*Instructions to follow*. Reproduce verbatim every line of the items from the line containing "Could you please annotate the glowing" through the last line of the items, inclusive.

%%

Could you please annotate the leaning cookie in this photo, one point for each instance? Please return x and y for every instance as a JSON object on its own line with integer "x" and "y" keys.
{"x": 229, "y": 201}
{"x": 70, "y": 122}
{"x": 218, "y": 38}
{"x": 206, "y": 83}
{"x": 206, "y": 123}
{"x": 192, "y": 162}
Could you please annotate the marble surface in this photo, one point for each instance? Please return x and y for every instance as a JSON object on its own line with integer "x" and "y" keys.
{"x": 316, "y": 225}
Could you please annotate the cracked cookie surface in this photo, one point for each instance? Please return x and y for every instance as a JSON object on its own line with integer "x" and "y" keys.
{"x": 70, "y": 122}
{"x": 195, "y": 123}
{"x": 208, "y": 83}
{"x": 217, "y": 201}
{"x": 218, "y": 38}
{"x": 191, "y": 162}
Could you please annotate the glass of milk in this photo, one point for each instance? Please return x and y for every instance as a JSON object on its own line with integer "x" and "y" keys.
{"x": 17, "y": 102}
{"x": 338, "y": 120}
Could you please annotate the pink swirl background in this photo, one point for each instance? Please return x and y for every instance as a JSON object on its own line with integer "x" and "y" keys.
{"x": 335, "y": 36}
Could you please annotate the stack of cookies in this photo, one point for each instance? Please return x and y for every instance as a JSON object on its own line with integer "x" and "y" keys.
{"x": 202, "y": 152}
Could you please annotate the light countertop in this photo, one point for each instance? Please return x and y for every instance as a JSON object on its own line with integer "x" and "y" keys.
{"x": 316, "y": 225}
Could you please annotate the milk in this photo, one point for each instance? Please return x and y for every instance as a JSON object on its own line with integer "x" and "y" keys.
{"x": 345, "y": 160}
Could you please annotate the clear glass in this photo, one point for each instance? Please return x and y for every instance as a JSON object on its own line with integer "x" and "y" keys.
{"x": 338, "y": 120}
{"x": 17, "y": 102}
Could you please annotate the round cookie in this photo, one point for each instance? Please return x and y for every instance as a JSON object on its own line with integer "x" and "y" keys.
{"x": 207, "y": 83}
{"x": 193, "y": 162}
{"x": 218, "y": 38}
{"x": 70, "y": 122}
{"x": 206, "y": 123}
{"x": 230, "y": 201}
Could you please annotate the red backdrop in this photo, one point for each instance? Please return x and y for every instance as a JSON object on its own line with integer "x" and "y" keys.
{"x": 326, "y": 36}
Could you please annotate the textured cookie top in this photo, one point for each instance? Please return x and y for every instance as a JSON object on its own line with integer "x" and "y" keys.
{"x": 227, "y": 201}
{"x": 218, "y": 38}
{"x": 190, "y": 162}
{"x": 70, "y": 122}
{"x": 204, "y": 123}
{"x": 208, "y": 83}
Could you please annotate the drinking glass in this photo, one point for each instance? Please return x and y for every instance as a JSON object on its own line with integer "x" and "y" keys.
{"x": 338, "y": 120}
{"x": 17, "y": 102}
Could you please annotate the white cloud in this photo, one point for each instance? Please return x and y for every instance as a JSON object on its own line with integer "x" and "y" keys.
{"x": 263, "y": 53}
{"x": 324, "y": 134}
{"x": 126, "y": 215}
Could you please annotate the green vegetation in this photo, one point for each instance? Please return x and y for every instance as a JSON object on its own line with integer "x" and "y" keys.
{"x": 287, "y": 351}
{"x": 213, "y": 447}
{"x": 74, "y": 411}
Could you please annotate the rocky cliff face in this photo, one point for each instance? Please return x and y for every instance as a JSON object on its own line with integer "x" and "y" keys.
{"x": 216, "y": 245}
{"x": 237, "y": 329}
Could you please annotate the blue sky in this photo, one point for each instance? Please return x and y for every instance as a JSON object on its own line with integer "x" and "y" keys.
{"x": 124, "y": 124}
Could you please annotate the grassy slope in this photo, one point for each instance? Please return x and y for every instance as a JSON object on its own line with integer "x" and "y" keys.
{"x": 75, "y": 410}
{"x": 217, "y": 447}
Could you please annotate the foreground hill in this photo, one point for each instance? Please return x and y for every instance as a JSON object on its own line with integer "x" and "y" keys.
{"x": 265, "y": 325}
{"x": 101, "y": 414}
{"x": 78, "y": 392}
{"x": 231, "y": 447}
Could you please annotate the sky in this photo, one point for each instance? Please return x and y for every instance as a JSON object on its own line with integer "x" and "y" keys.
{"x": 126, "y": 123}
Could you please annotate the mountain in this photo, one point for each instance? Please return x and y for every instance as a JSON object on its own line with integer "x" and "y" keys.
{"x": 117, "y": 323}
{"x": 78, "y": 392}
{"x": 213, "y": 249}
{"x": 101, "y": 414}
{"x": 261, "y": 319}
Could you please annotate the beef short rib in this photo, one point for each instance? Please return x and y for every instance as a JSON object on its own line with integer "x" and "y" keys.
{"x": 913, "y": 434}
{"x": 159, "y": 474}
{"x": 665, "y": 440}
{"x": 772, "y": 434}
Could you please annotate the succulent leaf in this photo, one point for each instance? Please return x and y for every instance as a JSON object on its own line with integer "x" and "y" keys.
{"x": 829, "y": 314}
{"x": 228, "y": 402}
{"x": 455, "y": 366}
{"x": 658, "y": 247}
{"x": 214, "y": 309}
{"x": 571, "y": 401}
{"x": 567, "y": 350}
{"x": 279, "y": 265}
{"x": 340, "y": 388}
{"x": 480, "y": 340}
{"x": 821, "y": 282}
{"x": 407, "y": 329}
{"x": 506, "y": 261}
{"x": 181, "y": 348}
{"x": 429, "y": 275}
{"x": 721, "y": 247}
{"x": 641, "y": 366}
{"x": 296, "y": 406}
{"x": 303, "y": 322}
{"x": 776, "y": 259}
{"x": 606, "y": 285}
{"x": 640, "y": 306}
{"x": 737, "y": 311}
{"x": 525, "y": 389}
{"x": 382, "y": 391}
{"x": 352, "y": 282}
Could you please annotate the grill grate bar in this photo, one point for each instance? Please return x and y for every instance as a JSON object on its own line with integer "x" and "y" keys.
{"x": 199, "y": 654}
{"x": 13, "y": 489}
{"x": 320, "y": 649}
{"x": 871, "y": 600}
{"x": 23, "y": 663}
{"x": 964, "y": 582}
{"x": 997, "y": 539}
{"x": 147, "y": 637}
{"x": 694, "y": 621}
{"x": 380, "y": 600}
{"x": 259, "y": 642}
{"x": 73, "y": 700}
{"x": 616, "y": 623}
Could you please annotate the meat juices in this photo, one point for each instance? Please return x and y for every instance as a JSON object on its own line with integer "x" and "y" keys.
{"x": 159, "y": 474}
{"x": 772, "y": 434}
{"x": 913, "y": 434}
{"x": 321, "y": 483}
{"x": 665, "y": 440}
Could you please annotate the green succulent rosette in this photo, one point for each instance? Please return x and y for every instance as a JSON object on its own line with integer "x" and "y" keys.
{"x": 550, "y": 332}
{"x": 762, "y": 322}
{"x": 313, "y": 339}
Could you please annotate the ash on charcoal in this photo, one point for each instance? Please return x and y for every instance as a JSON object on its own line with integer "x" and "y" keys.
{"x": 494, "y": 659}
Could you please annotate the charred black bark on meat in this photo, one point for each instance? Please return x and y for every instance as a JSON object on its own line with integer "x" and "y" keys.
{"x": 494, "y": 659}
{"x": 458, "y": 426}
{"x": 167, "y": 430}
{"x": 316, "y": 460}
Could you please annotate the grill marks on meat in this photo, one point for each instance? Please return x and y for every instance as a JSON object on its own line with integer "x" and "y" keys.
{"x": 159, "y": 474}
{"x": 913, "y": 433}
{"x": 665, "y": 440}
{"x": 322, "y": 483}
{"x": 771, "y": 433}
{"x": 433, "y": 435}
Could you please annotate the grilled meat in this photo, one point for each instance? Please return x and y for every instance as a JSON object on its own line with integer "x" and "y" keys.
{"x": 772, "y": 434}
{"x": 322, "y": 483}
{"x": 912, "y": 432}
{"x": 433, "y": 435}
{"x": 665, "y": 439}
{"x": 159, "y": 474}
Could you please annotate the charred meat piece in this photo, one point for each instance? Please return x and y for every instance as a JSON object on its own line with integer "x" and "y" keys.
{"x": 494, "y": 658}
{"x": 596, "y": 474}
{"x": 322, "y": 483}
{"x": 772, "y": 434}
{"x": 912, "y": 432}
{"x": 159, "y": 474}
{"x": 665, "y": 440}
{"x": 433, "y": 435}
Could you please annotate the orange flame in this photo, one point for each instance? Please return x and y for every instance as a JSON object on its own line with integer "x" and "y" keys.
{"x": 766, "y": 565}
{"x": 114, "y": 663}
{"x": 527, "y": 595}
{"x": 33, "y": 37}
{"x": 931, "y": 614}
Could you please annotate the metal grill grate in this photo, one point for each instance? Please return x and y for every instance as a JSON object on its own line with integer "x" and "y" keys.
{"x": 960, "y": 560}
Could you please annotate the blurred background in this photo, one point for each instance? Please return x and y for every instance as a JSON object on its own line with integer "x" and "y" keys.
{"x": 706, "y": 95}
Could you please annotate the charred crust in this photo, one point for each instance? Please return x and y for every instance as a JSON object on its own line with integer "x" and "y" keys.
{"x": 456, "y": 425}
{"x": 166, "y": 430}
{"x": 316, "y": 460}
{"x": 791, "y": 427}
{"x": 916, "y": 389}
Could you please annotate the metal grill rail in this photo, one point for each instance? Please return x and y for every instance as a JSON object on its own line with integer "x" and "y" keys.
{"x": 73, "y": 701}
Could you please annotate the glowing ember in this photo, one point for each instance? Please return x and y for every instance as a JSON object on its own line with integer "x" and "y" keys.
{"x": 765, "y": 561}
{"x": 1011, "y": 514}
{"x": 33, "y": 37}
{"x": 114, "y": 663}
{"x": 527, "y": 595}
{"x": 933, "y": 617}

%%

*Right answer*.
Could you please annotate the glowing ember in this photo, one point for each instance? Please return x and y for every instance as a JSON object on its own line with integer "x" and "y" keys.
{"x": 765, "y": 561}
{"x": 1011, "y": 514}
{"x": 33, "y": 37}
{"x": 114, "y": 663}
{"x": 527, "y": 595}
{"x": 933, "y": 617}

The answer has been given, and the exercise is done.